# Need Completer Drivers: Motherboard Name MSI 865GM2-S (MS-6743)



## kenth21v (Nov 13, 2009)

Motherboard ID 01/14/2005-Springdale-G-6A79AM4AC-00
Motherboard Name	MSI 865GM2-S (MS-6743)
Motherboard Chipset	i865G
North Bridge Intel Springdale-G i865G
South Bridge Intel 82801EB ICH5
CPU Type Intel Pentium 4, 3000 MHz (15 x 200)
CPU Alias Prescott
CPUID CPU Name Intel(R) Pentium(R) 4 CPU 3.00GHz


Please help me have a complete set of drivers needed in reformatting my computer. Including sound, video, or any other needed drivers. And please guide me. thanks ray:


----------



## joeten (Dec 4, 2008)

Hi try here in the msi archive find your board first then the drivers http://us.msi.com/index.php?func=prodarchive&maincat_no=1


----------



## kenth21v (Nov 13, 2009)

tnx i'll try.


----------



## kenth21v (Nov 13, 2009)

joeten said:


> Hi try here in the msi archive find your board first then the drivers MSI USA ? Computer, Laptop, Notebook, Desktop, Mainboard, Graphics and more


:sigh: doesn't work. it says that it is their old website, and when i go to their new site and search for my board, it only brings me back to the old site.


----------



## joeten (Dec 4, 2008)

Hi sorry about that seems a strange way to do things try here MSI 865GM2-S/ LS/ ILS driver please make sure you scan any downloads


----------



## kenth21v (Nov 13, 2009)

joeten said:


> Hi sorry about that seems a strange way to do things try here MSI 865GM2-S/ LS/ ILS driver please make sure you scan any downloads


i have another question, does my mobo supports a PCI or PCI express video card ?


----------



## Riskyone101 (Oct 22, 2008)

------------------------------------

- [Brief 1] Copy the forum thread about drivers for the MSI 865GM2-S motherboard word for word.
The forum thread and the dataset rows are separate, unrelated material.

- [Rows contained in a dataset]
------------------------------------

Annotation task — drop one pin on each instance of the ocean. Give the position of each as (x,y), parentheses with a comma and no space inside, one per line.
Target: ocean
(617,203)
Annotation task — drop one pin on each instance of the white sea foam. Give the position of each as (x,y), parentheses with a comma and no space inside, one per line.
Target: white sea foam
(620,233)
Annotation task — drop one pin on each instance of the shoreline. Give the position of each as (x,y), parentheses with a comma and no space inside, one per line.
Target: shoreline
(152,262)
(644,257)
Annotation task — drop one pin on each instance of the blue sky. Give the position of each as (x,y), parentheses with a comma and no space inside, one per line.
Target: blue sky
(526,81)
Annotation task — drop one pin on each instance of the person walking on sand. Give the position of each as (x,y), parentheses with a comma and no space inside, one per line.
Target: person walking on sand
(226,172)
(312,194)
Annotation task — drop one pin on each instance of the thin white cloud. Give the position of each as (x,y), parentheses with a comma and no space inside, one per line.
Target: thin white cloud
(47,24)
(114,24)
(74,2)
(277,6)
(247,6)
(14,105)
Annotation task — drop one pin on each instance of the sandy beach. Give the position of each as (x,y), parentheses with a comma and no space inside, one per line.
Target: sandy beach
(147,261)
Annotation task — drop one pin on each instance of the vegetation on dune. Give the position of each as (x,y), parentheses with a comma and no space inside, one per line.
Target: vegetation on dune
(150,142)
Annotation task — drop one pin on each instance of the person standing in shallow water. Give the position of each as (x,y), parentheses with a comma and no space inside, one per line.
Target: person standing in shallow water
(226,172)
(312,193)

------------------------------------

- [Brief 2] Rewrite the dataset rows, from the line with "of the vegetation" through the end of the rows, as a Markdown table with the columns Row and Line, leaving out blank lines.

- [Written response 1]
# Need Completer Drivers: Motherboard Name MSI 865GM2-S (MS-6743)



## kenth21v (Nov 13, 2009)

Motherboard ID 01/14/2005-Springdale-G-6A79AM4AC-00
Motherboard Name	MSI 865GM2-S (MS-6743)
Motherboard Chipset	i865G
North Bridge Intel Springdale-G i865G
South Bridge Intel 82801EB ICH5
CPU Type Intel Pentium 4, 3000 MHz (15 x 200)
CPU Alias Prescott
CPUID CPU Name Intel(R) Pentium(R) 4 CPU 3.00GHz


Please help me have a complete set of drivers needed in reformatting my computer. Including sound, video, or any other needed drivers. And please guide me. thanks ray:


----------



## joeten (Dec 4, 2008)

Hi try here in the msi archive find your board first then the drivers http://us.msi.com/index.php?func=prodarchive&maincat_no=1


----------



## kenth21v (Nov 13, 2009)

tnx i'll try.


----------



## kenth21v (Nov 13, 2009)

joeten said:


> Hi try here in the msi archive find your board first then the drivers MSI USA ? Computer, Laptop, Notebook, Desktop, Mainboard, Graphics and more


:sigh: doesn't work. it says that it is their old website, and when i go to their new site and search for my board, it only brings me back to the old site.


----------



## joeten (Dec 4, 2008)

Hi sorry about that seems a strange way to do things try here MSI 865GM2-S/ LS/ ILS driver please make sure you scan any downloads


----------



## kenth21v (Nov 13, 2009)

joeten said:


> Hi sorry about that seems a strange way to do things try here MSI 865GM2-S/ LS/ ILS driver please make sure you scan any downloads


i have another question, does my mobo supports a PCI or PCI express video card ?


----------



## Riskyone101 (Oct 22, 2008)

- [Written response 2]
| Row | Line |
|---|---|
| 1 | Annotation task — drop one pin on each instance of the vegetation on dune. Give the position of each as (x,y), parentheses with a comma and no space inside, one per line. |
| 2 | Target: vegetation on dune |
| 3 | (150,142) |
| 4 | Annotation task — drop one pin on each instance of the person standing in shallow water. Give the position of each as (x,y), parentheses with a comma and no space inside, one per line. |
| 5 | Target: person standing in shallow water |
| 6 | (226,172) |
| 7 | (312,193) |